▶ **Aufgabe A**
Ermittle alle Zeilen unten, in denen das Wort „motorboat“ vorkommt, und schreib sie unverändert ab. Groß- und Kleinschreibung zählt.

▶ **Vorgegebener Text**
+++++

Profis werden nun evtl. noch weitere Kennzahlen wie das Vega oder auch das Gamma prüfen. Für einen Einsteiger sollte die beschriebene Vorgehensweise jedoch ausreichen. Zumindest noch kurz  anschauen solltest du dir das prozentuale Wochentheta: Zwar wird der Wert in der Regel vollkommen akzeptabel sein, wenn du dich nach meiner Faustregel für die Laufzeit richtest, aber es ist doch wichtig, stets im Hinterkopf zu behalten, dass Optionsscheine permanent an Zeitwert verlieren und nicht zum Aussitzen gedacht sind!

„K.O.-Kriterien“

Zuletzt sollte man stets prüfen, ob die nachfolgenden Punkte erfüllt sind. Erfüllt ein Optionsschein eines oder mehrere der aufgeführten „K.O.-Kriterien“ nicht, so solltest du den Schein meiden. Prüfe in diesem Fall streng, ob sich vielleicht ein akzeptabler Schein mit anderem Basispreis und/oder anderer Laufzeit findet. Andernfalls solltest du keinesfalls deine Grenzen aufweichen und irgendeinen Schein „mit Gewalt“ kaufen, sondern dich damit abfinden, dass ein direktes Investment in den Basiswert mit hoher Wahrscheinlichkeit der sinnvollere Weg ist.

1. Liegt das Delta über 0,3 (beim Put -0,3)?

Scheine mit einem kleineren Delta reagieren oft nicht mehr oder nur schwach auf Veränderungen des Basiswerts, obwohl das Omega einen hohen Wert annimmt. Zudem hat eine Veränderung der impliziten Volatilität starke und nicht vorhersehbare Auswirkungen auf den Optionsscheinkurs, der Optionsschein wird unberechenbar. Wenn du dich bei der Erstellung deiner Aufgeld-Tabelle an meinem Beispiel orientierst, dürfte aber kaum einen Schein mit einem so geringen Delta in der Auswahl stehen. Ein Schein mit einem Delta von 0,3 ist hochspekulativ. Als Neuling solltest du am besten erstmal mit Deltas ab etwa 0,6 beginnen.

2. Ist das Omega überhaupt noch lohnenswert?

Spätestens ab einem Omega von deutlich unter 2 müsst du dir diese Frage stellen. Allerdings muss dabei auch die Laufzeit und die Art des Basiswerts beachtet werden. Ein Optionsschein mit einem Omega von etwa 2 auf einen volatilen Wert kann sich lohnen, wenn die übrigen Kennzahlen (Aufgeld!) stimmen, da der Basiswert eben auch selbst sehr schnell steigen kann. Auch bei Standardwerten sind Omegas um 2,5 bei langen Laufzeiten durchaus akzeptabel. Bei einem Aktienindex jedoch sollte das Omega selbst bei sehr langen Laufzeiten wenigstens bei etwa 4 liegen, bei Währungen ebenfalls bei 4 – 5, beim Bund-Future sogar bei etwa 15 – 20.

+++++

▶ **Datenzeilen**
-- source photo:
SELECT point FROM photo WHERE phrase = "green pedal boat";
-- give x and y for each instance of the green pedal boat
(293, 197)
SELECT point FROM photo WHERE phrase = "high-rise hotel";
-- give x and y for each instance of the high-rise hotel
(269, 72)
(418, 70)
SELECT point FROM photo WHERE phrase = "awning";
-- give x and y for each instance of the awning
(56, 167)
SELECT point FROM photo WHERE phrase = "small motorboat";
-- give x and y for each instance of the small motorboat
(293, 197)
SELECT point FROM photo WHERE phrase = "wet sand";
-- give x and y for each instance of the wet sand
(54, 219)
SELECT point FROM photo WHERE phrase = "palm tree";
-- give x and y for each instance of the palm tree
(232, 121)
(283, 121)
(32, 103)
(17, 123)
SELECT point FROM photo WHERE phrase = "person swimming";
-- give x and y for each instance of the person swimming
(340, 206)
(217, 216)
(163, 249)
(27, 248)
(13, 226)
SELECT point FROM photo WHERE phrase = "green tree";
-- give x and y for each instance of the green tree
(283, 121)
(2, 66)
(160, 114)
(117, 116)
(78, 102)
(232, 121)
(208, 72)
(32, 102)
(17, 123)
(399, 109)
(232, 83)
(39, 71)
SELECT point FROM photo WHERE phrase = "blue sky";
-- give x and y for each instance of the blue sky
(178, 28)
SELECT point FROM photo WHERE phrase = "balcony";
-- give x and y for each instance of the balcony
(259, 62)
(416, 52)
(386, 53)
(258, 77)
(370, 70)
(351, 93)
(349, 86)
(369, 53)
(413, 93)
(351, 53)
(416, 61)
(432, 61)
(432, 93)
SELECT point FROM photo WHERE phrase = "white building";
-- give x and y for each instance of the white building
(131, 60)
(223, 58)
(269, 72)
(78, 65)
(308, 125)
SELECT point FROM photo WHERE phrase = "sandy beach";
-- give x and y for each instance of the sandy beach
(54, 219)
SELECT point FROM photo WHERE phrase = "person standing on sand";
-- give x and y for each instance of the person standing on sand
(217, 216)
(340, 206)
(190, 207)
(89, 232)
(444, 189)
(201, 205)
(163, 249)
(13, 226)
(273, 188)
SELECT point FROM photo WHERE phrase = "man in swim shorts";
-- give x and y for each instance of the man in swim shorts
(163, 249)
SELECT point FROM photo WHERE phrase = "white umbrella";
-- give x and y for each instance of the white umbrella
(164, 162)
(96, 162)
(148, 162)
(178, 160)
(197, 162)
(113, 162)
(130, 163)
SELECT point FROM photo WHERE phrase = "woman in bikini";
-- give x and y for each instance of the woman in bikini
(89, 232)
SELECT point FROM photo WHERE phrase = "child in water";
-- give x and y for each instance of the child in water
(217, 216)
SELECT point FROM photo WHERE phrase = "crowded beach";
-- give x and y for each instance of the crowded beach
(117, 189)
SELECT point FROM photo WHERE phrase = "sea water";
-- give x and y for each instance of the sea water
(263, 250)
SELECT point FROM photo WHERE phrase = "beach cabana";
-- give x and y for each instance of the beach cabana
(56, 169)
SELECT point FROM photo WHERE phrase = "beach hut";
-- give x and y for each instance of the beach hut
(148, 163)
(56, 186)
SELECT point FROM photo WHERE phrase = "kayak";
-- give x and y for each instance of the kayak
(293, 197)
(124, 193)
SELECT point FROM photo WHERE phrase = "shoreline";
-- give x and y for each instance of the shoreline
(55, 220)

+++++

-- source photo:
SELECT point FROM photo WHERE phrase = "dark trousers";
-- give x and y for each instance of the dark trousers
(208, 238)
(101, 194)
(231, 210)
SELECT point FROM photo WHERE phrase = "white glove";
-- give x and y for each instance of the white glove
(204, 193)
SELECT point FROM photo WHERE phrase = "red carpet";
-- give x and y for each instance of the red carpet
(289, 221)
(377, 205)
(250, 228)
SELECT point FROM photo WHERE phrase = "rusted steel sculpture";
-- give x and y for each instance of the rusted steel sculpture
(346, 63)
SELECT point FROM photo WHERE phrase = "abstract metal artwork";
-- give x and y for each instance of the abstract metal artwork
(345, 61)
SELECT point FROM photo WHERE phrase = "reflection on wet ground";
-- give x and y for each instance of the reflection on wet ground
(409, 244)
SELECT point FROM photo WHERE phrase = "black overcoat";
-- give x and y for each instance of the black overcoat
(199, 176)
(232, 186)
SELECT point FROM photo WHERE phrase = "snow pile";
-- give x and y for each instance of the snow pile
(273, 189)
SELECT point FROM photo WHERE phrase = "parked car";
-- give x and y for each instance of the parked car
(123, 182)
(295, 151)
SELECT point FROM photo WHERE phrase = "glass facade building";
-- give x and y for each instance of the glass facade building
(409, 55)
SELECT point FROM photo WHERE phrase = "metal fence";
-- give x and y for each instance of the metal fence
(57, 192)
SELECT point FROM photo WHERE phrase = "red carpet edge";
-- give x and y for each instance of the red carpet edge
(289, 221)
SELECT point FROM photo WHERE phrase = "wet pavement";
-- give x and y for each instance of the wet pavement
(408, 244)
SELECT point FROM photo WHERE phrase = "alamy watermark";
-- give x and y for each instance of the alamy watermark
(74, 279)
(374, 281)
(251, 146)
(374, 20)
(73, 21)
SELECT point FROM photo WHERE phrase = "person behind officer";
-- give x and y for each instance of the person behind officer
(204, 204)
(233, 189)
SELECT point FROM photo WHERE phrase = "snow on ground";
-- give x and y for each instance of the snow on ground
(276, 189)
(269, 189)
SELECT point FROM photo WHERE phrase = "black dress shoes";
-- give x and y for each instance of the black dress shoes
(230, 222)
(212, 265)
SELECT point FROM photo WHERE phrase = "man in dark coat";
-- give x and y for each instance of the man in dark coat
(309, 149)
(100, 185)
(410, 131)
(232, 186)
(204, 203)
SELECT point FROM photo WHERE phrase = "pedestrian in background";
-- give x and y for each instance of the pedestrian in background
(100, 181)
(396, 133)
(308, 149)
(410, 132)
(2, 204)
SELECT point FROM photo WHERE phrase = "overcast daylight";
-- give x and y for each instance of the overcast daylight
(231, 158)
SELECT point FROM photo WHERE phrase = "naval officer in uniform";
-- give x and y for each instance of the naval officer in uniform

+++++

▶ **Aufgabe B**
Nimm den Text über Optionsscheine oben wieder auf und schreib ihn ab der Stelle weiter, an der er endet.

▶ **Endgültige Antwort A**
SELECT point FROM photo WHERE phrase = "small motorboat";
-- give x and y for each instance of the small motorboat

▶ **Endgültige Antwort B**
3. Ist der Spread akzeptabel?

Hier kommt es sehr darauf an, was für einen Schein du gewählt hast. Wenn du mit einem sehr hohen Omega und sehr kurzer Restlaufzeit auf eine schnelle Kursbewegung spekulierst, dann kannst du schon mal einen Spread von 5 % des Briefkurses, im äußersten Fall, etwa bei Bund-Future-Scheinen, bis zu 10 % des Briefkurses in Kauf nehmen. Dies sollten allerdings nur erfahrene Anleger wagen. Ein großer Spread verringert deine Gewinne bzw. weitet Verluste aus, da viele Orders über den Emittenten abgewickelt werden und du somit die Differenz zwischen Geld und Brief wieder hereinholen musst. Kalkuliere den Spread am besten immer von vornherein als verloren ein! Bei mittel- oder langfristigen Engagements in Aktien- oder Index-Scheinen sollte der Spread eigentlich nicht mehr als 1 % bis 3 % betragen, nur in Ausnahmefällen, z. B. bei Bund-Future-Scheinen, bis zu etwa 5 %.

4. Ist die implizite Volatilität akzeptabel?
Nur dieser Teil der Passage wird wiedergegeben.